> STUDY TEXT
==============================

For the first time in over three centuries of trading, London store Fortnum & Mason is hosting a museum-worthy exhibition, a showcase of modern and contemporary British art, mined from the collection of ebullient collector Frank Cohen.
Sometimes dubbed the ‘Saatchi of the north’ or the ‘Manchester Medici’, Cohen’s colourful press cuttings have sometimes obscured the fact that his is one of the pre-eminent collections of British art. For over 30 years he has worked with Robert Upstone, a former senior curator at the Tate, to select key works by a range of artists from Howard Hodgkin to Tracey Emin. Now the pair have made a selection of his works to scatter around the store: in the basement dining area sits a piece by the Chapman Brothers, in the fifth floor corridor and entrance is a Paula Rego and an Edward Burra. How did they settle on such an unpredictable format for the exhibition?
‘As a curator, it’s a fascinating challenge. It’s a working space with so much going on. There’s a great synergy between the artworks, the objects for sale and the environment,’ says Upstone. ‘This is probably the first time that a major art exhibition has been staged within such a special, opulent, stylish environment that is still, nevertheless, a shop.’
It’s certainly unusual for a retailer to put this amount of room aside for a project that reaps no immediate profit, and speaks volumes about the unconventional approach to retail under the watch of Ewan Venters. The store’s CEO of four years, he guided Fortnum’s to its first double-digit growth in centuries: his strategy has been to reposition the store as an institution for London residents, rather than just a tourist attraction.

==============================

> RECORDS PROVIDED
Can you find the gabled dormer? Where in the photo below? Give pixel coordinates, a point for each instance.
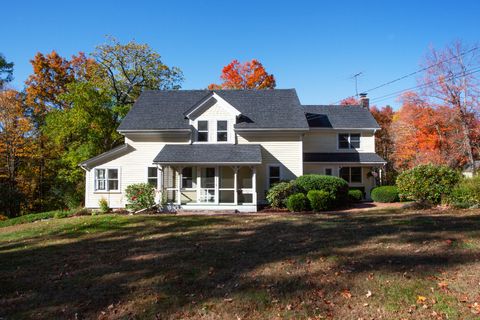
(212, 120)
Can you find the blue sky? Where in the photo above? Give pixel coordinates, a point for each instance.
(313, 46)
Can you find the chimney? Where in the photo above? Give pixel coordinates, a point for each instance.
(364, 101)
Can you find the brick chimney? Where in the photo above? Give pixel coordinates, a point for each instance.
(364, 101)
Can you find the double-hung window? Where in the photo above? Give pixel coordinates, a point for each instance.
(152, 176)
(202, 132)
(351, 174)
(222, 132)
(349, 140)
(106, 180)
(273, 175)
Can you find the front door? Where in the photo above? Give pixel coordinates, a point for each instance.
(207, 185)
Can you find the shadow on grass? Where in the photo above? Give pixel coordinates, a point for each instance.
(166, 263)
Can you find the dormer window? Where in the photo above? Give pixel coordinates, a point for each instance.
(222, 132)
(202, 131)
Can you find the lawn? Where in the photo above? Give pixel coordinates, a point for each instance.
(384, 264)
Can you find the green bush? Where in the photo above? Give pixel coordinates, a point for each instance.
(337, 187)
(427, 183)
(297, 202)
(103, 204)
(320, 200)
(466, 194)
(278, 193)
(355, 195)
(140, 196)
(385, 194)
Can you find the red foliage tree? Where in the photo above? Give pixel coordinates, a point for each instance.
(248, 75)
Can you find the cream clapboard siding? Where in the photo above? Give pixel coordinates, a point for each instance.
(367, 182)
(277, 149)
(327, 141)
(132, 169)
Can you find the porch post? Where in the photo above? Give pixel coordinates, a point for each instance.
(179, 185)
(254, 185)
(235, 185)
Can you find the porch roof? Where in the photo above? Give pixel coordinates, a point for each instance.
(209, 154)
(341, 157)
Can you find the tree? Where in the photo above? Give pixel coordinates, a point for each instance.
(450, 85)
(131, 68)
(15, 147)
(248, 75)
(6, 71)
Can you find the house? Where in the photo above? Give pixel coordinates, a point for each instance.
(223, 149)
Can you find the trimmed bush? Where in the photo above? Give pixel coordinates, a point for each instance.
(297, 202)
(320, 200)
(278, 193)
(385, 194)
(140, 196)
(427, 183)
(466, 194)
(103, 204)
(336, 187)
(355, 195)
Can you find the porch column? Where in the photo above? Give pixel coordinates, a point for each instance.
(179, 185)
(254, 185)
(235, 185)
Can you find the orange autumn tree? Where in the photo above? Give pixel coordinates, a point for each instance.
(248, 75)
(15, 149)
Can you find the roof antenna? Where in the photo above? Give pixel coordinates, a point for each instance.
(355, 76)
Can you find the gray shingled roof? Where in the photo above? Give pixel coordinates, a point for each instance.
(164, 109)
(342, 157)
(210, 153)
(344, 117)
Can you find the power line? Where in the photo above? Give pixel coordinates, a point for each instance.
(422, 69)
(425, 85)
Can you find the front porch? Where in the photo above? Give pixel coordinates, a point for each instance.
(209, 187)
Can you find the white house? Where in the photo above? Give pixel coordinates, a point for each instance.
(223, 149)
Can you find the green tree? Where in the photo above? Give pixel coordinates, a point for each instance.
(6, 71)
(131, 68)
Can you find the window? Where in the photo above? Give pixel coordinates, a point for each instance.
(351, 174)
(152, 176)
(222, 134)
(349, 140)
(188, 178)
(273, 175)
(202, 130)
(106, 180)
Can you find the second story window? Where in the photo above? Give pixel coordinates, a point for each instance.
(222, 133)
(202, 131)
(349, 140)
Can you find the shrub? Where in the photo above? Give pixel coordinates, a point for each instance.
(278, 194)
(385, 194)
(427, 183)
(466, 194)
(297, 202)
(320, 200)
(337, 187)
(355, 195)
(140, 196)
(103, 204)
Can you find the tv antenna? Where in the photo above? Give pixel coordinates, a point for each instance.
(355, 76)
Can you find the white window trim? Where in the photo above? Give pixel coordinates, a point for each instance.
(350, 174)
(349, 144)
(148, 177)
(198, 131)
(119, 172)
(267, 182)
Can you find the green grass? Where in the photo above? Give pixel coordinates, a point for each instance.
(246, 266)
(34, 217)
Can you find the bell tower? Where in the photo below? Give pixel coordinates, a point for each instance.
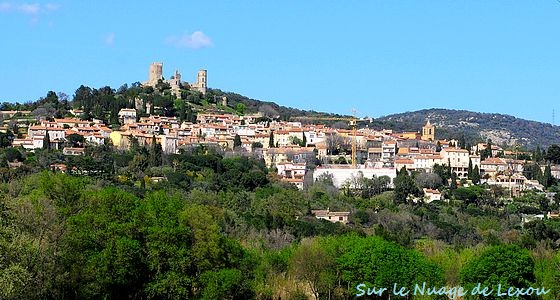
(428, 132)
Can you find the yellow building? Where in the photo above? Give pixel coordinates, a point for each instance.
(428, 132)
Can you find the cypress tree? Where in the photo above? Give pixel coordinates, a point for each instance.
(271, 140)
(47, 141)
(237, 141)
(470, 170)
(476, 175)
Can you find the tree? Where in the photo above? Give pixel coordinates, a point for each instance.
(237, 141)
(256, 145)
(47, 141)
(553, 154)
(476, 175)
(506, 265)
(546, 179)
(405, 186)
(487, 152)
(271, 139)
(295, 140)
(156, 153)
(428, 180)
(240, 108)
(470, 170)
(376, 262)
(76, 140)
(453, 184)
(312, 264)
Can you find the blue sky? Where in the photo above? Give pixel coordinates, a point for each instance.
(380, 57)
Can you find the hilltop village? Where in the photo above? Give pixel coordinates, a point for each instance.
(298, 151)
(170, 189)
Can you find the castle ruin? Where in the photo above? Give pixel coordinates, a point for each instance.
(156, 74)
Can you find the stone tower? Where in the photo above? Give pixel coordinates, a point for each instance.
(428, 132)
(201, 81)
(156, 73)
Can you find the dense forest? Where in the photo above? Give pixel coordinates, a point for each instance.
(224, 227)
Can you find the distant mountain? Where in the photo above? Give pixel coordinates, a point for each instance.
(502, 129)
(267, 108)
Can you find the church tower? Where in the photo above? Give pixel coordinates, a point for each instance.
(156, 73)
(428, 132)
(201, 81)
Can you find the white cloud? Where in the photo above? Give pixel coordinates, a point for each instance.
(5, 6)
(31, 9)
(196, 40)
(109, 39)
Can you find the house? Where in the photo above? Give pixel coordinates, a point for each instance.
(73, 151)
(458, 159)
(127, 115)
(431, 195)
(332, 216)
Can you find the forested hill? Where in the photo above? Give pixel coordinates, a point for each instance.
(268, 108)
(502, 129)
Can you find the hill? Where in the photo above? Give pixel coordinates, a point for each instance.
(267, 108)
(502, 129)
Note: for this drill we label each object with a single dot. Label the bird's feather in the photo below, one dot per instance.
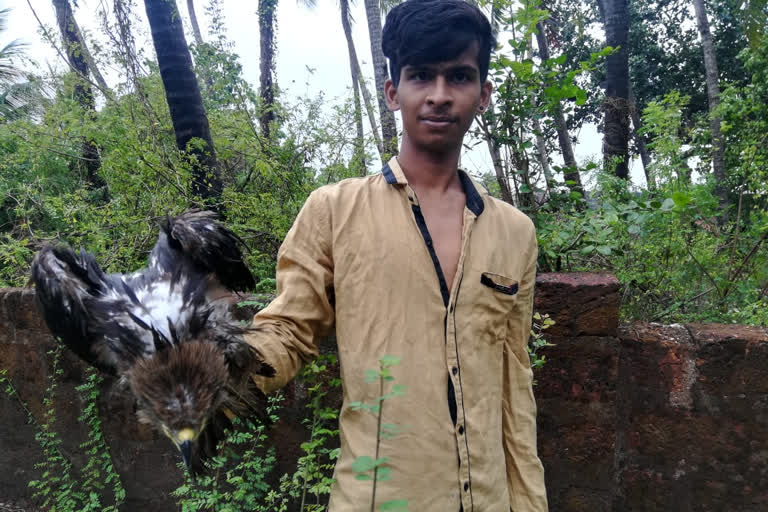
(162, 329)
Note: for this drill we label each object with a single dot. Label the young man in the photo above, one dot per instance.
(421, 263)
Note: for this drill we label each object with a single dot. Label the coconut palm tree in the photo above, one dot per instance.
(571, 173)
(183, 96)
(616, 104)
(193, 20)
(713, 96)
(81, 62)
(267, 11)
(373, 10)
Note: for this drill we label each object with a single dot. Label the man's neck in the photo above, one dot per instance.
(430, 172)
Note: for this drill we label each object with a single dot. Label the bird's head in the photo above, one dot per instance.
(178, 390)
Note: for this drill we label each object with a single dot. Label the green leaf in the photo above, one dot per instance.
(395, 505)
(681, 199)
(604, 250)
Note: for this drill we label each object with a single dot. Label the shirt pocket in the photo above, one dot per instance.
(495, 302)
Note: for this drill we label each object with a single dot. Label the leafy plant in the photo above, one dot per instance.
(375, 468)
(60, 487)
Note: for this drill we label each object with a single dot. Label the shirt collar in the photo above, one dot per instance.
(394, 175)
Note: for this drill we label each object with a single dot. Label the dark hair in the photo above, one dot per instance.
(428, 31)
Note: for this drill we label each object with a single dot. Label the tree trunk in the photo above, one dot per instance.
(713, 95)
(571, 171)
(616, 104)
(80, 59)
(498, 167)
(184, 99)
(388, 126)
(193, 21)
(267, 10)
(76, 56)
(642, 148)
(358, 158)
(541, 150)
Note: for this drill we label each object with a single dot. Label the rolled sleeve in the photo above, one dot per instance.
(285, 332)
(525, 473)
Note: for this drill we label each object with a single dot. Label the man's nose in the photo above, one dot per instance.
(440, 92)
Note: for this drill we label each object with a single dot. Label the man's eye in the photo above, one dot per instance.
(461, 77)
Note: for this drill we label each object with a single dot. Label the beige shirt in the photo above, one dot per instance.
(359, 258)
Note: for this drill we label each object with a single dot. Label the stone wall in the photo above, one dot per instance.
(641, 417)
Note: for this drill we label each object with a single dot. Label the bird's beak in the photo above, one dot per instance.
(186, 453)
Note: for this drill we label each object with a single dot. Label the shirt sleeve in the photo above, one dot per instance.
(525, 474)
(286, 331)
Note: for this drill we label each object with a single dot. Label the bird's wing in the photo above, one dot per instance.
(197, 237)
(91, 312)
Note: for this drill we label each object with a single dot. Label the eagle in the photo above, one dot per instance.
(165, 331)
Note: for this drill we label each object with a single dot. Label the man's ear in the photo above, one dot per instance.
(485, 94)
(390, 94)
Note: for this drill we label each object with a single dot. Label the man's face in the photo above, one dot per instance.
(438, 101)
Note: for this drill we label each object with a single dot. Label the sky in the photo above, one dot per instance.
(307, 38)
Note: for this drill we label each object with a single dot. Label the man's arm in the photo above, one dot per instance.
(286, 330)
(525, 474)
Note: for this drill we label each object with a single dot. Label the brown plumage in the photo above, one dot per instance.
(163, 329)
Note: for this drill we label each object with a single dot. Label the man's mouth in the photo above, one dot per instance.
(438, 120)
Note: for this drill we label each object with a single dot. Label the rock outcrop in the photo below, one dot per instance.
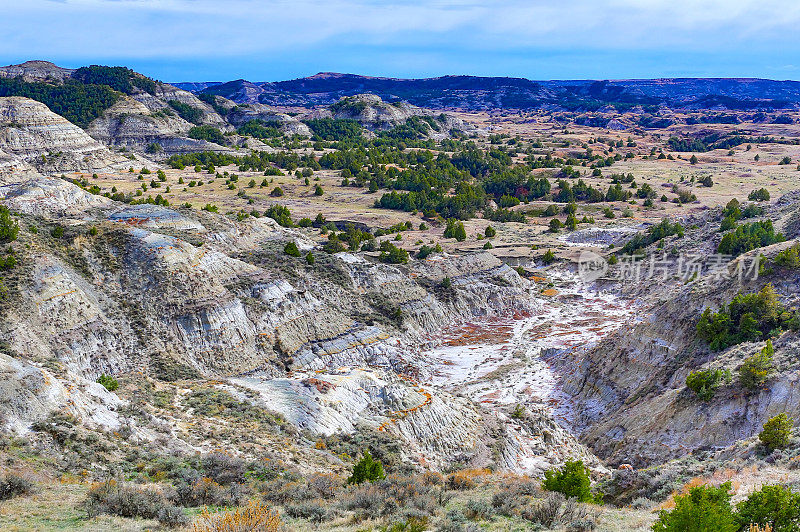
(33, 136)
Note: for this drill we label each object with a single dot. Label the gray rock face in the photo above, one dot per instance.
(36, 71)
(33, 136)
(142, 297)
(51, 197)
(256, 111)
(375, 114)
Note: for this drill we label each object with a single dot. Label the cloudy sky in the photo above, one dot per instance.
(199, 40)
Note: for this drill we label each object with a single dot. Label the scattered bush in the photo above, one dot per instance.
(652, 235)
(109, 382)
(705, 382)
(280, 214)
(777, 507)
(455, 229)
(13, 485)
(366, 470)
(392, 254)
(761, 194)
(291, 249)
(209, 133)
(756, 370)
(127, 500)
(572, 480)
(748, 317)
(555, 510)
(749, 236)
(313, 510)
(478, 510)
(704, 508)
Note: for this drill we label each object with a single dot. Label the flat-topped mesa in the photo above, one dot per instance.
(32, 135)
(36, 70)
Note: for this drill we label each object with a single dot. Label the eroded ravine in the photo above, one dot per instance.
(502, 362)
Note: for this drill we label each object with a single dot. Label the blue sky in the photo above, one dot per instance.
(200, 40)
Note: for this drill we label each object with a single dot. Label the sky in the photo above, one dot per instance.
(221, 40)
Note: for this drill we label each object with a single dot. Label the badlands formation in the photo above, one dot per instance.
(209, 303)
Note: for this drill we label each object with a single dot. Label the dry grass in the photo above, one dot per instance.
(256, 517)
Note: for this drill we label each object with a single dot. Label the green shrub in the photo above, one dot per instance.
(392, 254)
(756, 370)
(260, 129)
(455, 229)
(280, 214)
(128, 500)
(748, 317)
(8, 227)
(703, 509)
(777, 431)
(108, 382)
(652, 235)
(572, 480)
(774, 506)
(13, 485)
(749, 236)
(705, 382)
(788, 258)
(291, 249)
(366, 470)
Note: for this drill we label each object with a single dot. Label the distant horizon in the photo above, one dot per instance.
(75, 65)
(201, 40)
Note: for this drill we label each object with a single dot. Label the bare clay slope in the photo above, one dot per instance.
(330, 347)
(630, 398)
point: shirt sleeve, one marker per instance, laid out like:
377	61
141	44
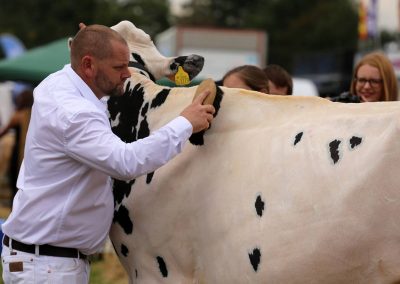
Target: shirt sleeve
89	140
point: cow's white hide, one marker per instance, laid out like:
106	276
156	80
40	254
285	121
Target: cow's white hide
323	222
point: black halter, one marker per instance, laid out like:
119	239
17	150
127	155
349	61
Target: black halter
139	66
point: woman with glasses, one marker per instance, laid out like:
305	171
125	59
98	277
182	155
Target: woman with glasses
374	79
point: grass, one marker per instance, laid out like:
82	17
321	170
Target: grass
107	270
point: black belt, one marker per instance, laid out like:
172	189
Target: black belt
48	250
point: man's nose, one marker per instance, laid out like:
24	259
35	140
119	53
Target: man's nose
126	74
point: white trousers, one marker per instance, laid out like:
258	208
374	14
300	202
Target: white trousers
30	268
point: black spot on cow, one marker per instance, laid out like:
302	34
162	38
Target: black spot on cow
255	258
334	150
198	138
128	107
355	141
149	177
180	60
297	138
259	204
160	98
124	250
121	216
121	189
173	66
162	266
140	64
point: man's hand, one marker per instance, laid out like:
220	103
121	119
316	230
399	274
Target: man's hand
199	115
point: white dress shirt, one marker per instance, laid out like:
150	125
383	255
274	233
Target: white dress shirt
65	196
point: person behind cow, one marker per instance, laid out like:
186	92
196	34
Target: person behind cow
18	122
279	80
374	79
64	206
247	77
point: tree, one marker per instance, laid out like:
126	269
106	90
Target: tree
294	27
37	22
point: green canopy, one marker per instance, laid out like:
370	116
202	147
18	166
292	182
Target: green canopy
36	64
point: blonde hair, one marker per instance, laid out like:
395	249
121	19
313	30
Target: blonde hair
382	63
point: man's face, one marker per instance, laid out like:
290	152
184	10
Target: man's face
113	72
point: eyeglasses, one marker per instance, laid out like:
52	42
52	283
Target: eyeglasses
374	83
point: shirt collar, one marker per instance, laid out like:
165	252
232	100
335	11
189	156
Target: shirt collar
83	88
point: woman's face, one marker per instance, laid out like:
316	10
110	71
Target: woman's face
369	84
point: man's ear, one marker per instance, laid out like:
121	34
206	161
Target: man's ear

==============================

> BRIEF A
Quote the passage of the Fortnum & Mason article starting at "For the first" and ending at "collector Frank Cohen.".
> BRIEF B
Using the Fortnum & Mason article, answer these questions:
(i) For how many years has Frank Cohen worked with Robert Upstone?
(ii) Works by which two artists are in the fifth floor corridor and entrance?
(iii) For how long has Ewan Venters been the store's CEO?

> TASK RESULT A
For the first time in over three centuries of trading, London store Fortnum & Mason is hosting a museum-worthy exhibition, a showcase of modern and contemporary British art, mined from the collection of ebullient collector Frank Cohen.

> TASK RESULT B
(i) For over 30 years.
(ii) Paula Rego and Edward Burra.
(iii) Four years.